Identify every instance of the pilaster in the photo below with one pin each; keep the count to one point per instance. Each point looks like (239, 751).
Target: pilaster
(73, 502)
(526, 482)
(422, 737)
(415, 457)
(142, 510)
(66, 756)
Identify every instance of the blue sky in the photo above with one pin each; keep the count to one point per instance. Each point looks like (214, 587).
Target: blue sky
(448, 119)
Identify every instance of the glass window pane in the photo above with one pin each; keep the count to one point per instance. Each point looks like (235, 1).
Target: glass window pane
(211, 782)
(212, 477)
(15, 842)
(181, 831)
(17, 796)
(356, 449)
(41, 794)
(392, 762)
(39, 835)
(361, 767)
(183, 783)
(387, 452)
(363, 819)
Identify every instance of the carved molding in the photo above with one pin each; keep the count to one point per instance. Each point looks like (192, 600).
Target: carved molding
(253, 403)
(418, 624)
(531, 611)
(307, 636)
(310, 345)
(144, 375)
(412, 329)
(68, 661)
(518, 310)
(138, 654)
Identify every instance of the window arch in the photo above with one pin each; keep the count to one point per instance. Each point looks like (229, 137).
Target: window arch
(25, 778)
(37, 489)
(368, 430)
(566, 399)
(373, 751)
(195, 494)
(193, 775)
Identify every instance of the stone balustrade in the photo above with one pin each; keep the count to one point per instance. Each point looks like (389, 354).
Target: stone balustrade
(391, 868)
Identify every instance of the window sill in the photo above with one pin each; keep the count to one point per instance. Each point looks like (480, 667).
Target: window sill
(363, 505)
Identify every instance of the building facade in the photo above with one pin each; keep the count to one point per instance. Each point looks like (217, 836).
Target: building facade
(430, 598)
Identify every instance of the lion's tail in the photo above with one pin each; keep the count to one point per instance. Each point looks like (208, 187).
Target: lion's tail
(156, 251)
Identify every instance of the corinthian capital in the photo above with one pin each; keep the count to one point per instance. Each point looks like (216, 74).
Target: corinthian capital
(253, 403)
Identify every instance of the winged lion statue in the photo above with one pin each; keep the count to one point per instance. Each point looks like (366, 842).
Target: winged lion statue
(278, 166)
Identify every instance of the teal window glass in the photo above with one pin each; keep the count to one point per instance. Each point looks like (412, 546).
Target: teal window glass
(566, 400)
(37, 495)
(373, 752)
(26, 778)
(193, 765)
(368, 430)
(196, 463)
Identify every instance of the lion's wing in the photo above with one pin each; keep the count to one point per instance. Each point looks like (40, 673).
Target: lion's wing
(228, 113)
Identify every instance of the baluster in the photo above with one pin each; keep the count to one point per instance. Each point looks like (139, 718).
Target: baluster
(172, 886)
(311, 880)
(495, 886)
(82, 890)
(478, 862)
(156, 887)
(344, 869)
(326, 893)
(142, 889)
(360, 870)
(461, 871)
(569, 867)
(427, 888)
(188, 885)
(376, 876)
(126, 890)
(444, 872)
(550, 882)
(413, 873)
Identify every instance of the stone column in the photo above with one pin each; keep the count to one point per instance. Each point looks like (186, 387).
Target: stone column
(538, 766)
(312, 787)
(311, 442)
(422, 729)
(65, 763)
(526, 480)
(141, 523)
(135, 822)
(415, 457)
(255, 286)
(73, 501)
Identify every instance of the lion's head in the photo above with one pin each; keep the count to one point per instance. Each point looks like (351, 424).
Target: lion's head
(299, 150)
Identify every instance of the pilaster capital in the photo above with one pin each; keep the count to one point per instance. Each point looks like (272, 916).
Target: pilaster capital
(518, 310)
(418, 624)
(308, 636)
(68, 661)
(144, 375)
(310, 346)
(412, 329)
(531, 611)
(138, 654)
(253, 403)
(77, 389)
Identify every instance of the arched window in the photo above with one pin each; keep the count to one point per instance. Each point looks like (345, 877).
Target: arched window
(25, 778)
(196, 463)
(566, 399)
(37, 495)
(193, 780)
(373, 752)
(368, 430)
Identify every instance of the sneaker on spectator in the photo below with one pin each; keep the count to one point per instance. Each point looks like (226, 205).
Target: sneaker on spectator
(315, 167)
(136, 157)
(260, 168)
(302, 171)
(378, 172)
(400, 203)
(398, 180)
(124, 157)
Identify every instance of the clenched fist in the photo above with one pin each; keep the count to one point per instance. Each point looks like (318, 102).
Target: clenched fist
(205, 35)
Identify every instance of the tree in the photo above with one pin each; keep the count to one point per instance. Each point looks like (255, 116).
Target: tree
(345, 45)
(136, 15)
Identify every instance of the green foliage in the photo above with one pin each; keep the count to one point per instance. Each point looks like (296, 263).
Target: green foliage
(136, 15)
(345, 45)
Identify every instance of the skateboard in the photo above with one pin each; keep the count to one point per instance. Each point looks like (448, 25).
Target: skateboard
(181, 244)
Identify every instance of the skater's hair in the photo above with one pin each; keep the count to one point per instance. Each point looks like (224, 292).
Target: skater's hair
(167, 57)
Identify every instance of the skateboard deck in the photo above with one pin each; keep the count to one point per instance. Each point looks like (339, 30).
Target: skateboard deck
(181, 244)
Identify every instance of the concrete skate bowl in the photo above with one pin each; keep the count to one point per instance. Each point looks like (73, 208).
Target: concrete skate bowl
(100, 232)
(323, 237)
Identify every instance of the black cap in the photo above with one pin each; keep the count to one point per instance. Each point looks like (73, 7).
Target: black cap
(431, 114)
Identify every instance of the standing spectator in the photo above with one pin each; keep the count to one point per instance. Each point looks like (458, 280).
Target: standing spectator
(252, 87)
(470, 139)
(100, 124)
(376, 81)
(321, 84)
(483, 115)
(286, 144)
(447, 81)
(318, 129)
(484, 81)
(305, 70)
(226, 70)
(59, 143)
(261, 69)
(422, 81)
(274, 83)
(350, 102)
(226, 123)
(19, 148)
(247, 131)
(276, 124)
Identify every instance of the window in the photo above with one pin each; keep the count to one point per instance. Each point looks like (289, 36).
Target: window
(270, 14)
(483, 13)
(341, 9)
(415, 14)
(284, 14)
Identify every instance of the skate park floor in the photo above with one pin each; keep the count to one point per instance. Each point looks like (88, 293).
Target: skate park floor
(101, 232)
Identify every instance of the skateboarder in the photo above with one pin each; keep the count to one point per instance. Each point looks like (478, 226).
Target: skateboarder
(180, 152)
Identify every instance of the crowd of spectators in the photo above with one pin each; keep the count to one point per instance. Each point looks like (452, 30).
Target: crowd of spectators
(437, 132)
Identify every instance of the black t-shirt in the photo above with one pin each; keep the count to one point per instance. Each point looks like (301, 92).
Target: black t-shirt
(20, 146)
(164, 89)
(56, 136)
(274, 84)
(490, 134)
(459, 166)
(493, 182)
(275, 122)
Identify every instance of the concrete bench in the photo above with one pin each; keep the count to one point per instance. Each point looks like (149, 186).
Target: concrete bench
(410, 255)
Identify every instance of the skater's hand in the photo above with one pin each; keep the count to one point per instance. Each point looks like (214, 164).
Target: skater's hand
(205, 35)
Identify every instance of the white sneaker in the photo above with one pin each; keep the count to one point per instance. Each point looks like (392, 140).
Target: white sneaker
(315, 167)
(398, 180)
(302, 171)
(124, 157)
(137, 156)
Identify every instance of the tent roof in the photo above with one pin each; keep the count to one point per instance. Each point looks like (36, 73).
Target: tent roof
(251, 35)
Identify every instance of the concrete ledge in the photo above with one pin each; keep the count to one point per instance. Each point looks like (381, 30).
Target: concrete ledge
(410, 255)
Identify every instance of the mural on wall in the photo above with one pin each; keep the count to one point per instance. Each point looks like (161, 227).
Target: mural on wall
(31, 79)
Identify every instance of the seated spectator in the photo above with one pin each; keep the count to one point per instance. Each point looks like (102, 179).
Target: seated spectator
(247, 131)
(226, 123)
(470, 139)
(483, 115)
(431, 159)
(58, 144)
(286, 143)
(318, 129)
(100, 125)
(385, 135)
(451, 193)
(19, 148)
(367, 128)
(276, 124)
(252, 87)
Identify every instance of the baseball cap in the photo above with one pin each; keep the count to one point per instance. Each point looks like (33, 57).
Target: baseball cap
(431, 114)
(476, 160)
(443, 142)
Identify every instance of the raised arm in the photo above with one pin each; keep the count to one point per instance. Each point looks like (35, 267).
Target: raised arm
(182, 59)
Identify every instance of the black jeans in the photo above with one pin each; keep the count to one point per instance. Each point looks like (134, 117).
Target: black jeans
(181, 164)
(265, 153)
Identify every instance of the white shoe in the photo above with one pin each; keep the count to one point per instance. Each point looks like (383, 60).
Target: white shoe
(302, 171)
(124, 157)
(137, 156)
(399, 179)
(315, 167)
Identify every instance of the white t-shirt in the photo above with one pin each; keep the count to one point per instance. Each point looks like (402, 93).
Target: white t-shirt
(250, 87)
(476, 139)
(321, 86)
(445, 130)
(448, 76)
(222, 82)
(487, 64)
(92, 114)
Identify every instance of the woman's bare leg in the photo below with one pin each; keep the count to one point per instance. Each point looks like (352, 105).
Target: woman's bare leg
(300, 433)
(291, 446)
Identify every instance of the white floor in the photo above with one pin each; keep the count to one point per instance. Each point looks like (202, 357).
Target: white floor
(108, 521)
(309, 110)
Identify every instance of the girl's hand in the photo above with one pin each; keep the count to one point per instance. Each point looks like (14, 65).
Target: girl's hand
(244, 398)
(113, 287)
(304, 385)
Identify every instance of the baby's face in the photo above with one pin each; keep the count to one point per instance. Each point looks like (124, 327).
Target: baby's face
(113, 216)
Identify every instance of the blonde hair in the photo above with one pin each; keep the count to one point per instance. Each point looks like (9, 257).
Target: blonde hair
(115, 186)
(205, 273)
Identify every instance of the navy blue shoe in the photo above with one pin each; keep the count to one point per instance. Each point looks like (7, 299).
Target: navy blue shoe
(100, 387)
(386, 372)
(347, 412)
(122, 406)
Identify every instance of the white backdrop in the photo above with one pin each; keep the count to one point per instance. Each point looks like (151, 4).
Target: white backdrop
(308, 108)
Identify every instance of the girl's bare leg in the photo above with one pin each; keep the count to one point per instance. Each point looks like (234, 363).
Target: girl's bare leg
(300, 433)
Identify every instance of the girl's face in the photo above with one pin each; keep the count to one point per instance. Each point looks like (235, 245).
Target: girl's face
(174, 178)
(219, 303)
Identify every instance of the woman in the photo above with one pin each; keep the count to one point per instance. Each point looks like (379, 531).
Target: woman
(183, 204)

What you should do.
From the line with "Identify every instance of the woman's" to the last line of the material, give every line again exactly, and only those lines.

Final result.
Identify every instance of the woman's bare leg in the photo below with one pin each; keep the count to one point per instance. Each point looks like (352, 105).
Target: woman's bare leg
(300, 433)
(291, 446)
Identify every instance of the white floor in the photo above with one pin each; keep the count to one point per instance. Each point looks like (202, 357).
Target: white floor
(108, 521)
(309, 110)
Identify every instance of the girl's hand in the photo above with one pin each; keep the count to one point per instance. Each point looks like (14, 65).
Target: girl's hand
(244, 398)
(113, 287)
(304, 385)
Identify every instance of the baby's face in the photo above with one pin each; keep the count to one point per instance. Each point looks like (124, 327).
Target: baby's face
(113, 216)
Identify every instance of the blonde hair in the photo above with one pin each; keep the count to one point per instance. Each point looks like (9, 257).
Target: blonde hair
(115, 186)
(205, 273)
Identify every instance of the navy blue shoe in the photo above with one pin each; keep the count to one point per instance. Each point looks like (7, 299).
Target: navy blue shoe
(100, 387)
(386, 372)
(347, 412)
(122, 406)
Identify every instance of the white backdrop in the photo above with one pin each; keep the count to one point per instance. Each point looks like (151, 4).
Target: white backdrop
(308, 108)
Identify every instance of the girl's bare leg in the photo above with one pin each; keep the count to one point per instance. Each point looks like (234, 363).
Target: girl's bare leg
(300, 433)
Identify every instance of the girl's face in the photo above with one pin each; keep the count to one point per instance. Each point looks like (235, 245).
Target: girl's face
(174, 178)
(219, 303)
Identify every instance of the woman in the photo above with one pin each; keep the count to one point per instance. Each point looks like (379, 531).
Target: woman
(183, 204)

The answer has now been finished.